Actions to take:
A: Transcribe the part of the Washington Senators passage between "Information" and "by George Browne.", inclusive.
B: According to the Washington Senators passage, who managed the team?

Given passage:
※
Information
- League: United States Baseball League
- Location: Washington, D.C.
- Ballpark: Georgetown Park
- Founded: 1912
- Disbanded: 1912
- League championships: None
- Former name: Senators (1912); Bandits (1913);
- Ownership: Hugh McKinnon
- Manager: George Browne

= Washington Senators (1912) =

The Washington Senators was one of eight teams of the United States Baseball League. The league folded after just over a month of play in 1912. The Senators were owned by Hugh McKinnon and managed by George Browne.
※
Dataset rows:
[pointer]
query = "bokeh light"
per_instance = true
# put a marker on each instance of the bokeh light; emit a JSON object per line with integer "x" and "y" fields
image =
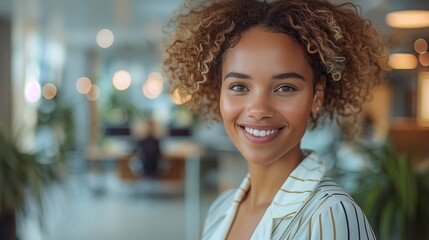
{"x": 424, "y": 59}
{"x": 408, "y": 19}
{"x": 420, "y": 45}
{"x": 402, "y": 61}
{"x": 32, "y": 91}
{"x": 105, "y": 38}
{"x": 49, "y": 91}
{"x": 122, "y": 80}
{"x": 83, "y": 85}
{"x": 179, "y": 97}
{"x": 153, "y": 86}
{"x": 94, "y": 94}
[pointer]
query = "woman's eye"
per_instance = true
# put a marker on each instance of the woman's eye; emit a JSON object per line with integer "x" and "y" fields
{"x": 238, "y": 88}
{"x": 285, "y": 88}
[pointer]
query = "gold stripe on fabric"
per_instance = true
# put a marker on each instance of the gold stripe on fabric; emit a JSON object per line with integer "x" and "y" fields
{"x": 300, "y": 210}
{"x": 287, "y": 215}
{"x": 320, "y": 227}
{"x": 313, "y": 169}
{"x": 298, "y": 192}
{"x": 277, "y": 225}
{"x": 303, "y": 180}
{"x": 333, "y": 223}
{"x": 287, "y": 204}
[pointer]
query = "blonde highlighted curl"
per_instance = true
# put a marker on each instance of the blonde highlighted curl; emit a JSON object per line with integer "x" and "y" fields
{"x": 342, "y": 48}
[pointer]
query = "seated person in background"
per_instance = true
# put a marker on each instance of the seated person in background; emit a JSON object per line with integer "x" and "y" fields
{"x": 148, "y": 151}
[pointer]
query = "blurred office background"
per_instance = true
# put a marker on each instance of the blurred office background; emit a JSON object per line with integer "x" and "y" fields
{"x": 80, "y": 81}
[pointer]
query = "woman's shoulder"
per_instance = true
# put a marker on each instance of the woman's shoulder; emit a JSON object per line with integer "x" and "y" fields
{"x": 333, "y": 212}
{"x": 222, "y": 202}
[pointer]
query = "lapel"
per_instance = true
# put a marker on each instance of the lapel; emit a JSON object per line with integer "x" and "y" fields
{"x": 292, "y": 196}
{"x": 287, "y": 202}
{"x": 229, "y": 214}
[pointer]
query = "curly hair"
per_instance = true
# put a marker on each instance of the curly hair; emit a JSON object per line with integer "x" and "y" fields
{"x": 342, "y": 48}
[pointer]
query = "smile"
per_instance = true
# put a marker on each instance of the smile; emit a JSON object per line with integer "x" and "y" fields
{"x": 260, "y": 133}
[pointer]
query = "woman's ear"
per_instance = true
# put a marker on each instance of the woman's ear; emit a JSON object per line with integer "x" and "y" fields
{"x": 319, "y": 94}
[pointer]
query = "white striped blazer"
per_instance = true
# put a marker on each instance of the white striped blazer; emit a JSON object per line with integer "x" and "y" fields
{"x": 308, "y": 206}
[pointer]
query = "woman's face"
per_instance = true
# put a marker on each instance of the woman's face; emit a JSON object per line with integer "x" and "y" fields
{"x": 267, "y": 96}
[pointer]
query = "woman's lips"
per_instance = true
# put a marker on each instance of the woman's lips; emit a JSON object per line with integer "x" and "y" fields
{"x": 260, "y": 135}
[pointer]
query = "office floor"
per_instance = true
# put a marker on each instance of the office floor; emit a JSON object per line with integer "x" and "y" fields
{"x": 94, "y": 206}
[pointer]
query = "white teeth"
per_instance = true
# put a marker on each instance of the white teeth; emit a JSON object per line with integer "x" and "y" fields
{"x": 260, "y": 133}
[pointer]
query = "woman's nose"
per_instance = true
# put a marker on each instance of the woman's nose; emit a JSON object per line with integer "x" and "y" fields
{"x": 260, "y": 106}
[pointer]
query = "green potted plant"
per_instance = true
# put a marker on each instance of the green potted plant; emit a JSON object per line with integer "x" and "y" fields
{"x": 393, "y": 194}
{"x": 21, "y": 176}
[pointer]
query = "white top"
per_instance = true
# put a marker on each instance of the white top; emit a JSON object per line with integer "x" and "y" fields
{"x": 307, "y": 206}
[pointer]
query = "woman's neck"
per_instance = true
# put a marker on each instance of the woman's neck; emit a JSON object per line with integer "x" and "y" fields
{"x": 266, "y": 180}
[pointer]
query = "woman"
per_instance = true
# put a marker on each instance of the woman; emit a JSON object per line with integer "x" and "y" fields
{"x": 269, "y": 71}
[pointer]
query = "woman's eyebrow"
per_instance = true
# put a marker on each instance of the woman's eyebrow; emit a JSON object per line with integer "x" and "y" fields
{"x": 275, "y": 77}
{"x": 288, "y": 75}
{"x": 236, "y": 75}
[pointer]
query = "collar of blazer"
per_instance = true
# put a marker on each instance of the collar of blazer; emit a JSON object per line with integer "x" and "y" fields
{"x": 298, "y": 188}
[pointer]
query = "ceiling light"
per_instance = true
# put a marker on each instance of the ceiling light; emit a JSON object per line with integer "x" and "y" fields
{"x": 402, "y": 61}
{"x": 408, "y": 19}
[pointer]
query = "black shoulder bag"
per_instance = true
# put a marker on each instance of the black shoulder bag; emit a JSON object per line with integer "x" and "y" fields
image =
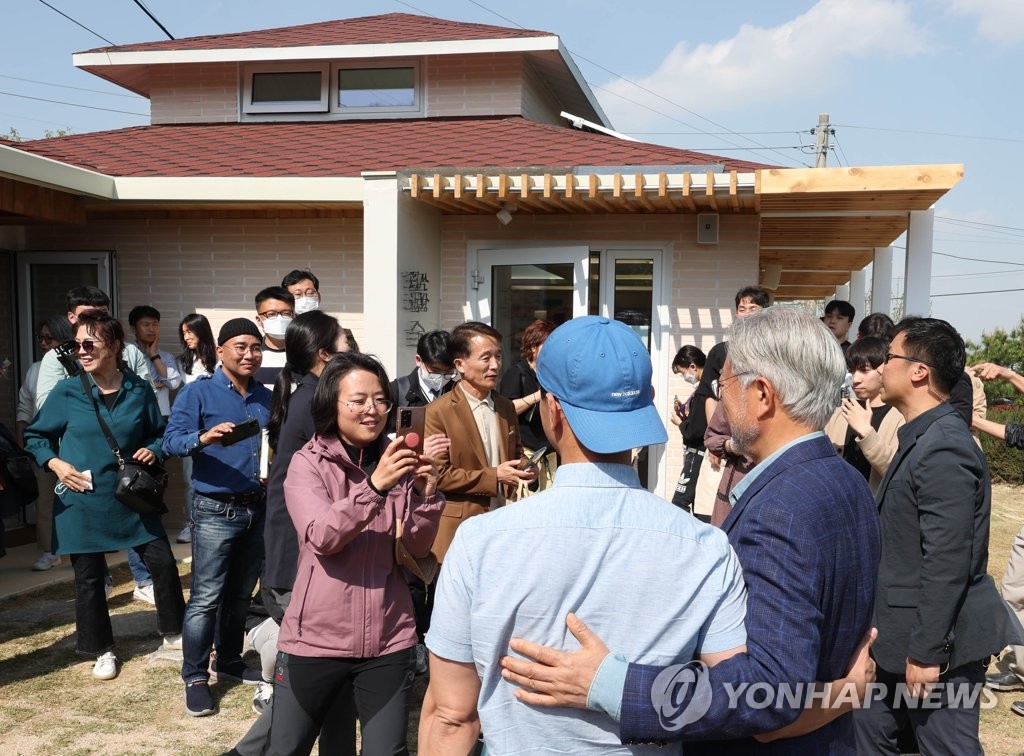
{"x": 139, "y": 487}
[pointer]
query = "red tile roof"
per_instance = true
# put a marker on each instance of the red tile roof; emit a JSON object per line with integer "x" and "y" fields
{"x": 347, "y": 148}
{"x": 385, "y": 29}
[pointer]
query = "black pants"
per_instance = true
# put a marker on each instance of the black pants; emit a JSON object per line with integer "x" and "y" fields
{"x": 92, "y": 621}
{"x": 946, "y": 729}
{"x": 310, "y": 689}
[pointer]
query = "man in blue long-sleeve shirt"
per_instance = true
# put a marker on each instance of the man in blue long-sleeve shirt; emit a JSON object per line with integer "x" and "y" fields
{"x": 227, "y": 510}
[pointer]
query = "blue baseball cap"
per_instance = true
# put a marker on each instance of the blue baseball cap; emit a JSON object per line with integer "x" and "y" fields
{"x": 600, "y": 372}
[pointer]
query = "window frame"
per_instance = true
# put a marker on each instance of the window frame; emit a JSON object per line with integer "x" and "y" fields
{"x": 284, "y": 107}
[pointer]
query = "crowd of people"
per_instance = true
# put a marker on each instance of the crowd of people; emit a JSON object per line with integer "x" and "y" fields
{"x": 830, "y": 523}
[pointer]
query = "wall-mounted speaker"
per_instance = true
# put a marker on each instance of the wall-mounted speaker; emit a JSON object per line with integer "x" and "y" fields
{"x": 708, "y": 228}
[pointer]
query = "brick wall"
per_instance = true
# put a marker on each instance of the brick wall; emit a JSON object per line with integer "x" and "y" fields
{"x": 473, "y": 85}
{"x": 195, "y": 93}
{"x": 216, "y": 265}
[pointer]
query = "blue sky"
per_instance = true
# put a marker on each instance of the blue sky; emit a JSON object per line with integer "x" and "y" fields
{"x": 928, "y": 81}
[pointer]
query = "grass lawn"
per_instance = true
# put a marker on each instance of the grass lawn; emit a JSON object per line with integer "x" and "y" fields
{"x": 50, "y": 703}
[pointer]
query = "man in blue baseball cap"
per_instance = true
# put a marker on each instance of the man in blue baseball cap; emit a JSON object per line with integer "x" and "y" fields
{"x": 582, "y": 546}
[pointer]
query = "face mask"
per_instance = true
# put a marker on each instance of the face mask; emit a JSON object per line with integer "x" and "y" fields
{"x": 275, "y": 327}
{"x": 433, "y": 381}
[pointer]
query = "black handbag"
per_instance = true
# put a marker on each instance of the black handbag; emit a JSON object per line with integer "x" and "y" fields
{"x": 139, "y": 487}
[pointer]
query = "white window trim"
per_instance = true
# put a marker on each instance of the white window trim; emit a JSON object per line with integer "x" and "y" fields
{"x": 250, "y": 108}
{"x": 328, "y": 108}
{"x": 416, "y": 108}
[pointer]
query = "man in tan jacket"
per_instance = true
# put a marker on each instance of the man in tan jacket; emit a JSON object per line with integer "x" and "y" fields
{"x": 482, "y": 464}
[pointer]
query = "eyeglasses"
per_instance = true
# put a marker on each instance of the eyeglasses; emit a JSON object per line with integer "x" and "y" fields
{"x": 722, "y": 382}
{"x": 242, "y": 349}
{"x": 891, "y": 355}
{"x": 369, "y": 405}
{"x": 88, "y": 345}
※
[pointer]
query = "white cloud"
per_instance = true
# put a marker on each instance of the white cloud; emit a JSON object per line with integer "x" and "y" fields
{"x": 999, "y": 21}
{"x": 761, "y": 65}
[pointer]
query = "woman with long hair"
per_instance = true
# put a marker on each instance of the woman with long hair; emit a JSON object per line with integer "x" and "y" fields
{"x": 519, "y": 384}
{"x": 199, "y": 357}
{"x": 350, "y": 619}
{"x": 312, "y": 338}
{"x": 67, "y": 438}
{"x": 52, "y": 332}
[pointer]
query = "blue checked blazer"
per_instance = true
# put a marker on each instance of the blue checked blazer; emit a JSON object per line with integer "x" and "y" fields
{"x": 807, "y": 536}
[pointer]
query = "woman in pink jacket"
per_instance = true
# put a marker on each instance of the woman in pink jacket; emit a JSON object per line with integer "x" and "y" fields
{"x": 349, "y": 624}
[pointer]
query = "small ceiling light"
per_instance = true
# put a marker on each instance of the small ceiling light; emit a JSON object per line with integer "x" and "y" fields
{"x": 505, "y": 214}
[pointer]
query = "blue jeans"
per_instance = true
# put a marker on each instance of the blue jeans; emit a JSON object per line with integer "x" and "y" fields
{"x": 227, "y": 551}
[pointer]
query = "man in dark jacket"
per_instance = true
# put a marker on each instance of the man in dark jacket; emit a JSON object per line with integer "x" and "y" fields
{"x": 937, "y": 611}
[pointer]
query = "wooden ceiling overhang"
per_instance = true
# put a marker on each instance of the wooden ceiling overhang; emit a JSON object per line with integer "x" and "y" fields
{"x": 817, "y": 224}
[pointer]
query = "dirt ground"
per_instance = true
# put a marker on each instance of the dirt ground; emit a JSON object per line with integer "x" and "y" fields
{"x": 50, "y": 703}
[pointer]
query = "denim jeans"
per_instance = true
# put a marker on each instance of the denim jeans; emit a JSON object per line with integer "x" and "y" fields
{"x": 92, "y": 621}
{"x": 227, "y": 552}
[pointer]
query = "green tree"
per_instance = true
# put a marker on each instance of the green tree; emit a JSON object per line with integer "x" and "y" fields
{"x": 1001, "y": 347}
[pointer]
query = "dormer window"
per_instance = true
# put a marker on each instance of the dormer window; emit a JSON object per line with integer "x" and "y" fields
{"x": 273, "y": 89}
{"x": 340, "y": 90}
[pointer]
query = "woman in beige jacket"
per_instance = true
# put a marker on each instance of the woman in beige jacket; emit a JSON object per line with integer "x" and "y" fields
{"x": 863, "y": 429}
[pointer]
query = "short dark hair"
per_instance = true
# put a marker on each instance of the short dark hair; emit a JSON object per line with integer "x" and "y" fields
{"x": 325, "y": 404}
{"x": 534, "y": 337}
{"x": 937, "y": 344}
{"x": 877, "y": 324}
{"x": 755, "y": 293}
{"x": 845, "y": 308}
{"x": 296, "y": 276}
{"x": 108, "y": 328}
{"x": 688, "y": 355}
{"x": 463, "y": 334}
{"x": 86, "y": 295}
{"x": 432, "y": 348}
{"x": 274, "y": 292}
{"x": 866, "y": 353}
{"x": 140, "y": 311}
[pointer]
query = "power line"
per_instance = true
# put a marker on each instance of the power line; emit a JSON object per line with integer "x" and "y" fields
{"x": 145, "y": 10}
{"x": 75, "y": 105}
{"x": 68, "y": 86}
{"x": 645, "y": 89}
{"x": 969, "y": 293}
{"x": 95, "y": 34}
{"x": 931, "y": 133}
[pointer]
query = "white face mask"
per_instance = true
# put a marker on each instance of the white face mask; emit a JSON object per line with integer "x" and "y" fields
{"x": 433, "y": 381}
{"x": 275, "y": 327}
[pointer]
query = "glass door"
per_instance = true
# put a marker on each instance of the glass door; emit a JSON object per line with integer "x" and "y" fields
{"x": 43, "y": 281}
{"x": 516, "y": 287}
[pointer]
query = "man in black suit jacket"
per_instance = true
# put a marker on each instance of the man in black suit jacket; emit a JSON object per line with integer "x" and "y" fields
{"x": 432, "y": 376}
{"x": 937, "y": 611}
※
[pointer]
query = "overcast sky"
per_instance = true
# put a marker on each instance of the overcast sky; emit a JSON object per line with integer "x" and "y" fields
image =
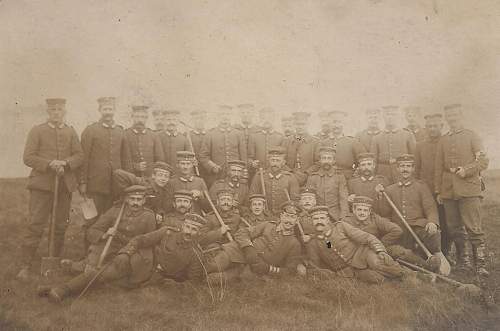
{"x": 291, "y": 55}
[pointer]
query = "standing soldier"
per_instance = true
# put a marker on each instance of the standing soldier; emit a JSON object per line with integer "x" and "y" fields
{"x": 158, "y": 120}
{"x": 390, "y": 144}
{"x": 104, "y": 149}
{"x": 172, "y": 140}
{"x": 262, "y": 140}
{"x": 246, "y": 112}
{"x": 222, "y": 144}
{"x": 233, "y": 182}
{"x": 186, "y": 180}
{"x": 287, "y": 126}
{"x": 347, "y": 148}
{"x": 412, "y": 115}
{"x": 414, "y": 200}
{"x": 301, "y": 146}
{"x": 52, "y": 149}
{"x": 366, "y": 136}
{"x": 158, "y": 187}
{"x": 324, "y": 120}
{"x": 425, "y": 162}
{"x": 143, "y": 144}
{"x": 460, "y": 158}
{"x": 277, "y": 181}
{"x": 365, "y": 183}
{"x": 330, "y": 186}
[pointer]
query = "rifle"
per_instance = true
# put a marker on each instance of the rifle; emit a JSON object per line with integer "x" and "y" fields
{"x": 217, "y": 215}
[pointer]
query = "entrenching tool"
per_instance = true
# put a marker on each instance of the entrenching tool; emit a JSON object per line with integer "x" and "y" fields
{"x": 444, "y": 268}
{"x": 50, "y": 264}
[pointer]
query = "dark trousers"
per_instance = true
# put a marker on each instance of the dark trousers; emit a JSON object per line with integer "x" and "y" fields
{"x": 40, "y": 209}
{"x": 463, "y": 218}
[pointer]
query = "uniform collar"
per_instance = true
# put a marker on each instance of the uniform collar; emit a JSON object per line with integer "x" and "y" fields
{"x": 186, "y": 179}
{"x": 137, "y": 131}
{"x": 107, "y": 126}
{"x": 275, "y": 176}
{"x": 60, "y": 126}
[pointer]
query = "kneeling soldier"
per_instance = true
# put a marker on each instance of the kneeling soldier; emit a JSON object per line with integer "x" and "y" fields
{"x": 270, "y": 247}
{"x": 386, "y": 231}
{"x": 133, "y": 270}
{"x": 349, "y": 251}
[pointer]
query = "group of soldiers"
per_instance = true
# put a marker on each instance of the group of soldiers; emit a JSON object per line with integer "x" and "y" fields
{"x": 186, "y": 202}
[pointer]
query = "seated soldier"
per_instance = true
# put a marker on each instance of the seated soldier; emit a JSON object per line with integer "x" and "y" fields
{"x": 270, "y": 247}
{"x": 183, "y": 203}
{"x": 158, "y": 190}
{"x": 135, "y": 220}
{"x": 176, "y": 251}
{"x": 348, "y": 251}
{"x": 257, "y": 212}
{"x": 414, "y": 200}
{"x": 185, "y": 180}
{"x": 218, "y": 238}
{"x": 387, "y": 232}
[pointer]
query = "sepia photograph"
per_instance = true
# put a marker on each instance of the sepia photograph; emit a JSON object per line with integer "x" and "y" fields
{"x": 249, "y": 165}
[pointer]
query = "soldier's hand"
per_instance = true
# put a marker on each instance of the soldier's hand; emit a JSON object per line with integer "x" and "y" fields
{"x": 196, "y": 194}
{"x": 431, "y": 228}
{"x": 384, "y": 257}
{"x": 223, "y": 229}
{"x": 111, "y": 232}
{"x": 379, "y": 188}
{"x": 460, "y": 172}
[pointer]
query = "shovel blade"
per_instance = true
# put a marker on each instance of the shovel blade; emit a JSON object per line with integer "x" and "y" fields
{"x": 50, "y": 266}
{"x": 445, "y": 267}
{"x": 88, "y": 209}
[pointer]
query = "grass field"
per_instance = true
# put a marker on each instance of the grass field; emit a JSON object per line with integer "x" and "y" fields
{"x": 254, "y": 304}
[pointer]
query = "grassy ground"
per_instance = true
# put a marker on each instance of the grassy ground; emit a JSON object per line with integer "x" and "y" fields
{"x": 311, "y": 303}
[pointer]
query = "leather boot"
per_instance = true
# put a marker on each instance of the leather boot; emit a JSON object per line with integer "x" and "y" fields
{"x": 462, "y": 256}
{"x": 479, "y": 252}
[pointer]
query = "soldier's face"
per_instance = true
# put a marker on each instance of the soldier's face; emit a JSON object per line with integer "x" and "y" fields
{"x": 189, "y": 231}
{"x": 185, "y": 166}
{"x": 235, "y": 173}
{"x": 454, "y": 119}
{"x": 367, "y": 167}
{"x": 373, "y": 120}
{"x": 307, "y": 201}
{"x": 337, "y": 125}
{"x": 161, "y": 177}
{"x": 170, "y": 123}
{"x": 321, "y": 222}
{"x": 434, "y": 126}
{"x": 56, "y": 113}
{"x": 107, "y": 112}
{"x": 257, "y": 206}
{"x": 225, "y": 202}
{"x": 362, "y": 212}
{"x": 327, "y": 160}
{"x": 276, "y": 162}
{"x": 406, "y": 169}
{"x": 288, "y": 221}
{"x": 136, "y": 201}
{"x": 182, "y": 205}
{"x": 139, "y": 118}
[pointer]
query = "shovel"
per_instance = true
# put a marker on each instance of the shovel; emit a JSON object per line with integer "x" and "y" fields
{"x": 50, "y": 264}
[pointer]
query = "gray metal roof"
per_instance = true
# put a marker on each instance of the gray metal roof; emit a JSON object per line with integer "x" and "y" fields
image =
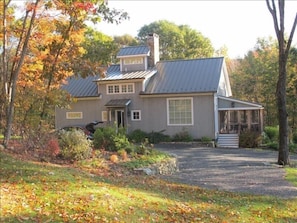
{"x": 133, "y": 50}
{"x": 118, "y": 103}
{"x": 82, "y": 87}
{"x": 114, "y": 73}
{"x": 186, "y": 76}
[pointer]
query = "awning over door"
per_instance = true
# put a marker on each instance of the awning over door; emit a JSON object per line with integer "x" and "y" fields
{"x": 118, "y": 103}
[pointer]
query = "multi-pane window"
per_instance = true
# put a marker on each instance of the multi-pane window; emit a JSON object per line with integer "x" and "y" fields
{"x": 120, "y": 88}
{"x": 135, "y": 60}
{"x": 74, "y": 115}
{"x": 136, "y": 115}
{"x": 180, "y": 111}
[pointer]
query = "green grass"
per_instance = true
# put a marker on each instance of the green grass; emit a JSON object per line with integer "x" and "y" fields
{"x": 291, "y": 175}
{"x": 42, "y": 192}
※
Results:
A:
Information
- League: United States Baseball League
- Location: Washington, D.C.
- Ballpark: Georgetown Park
- Founded: 1912
- Disbanded: 1912
- League championships: None
- Former name: Senators (1912); Bandits (1913);
- Ownership: Hugh McKinnon
- Manager: George Browne

= Washington Senators (1912) =

The Washington Senators was one of eight teams of the United States Baseball League. The league folded after just over a month of play in 1912. The Senators were owned by Hugh McKinnon and managed by George Browne.

B: George Browne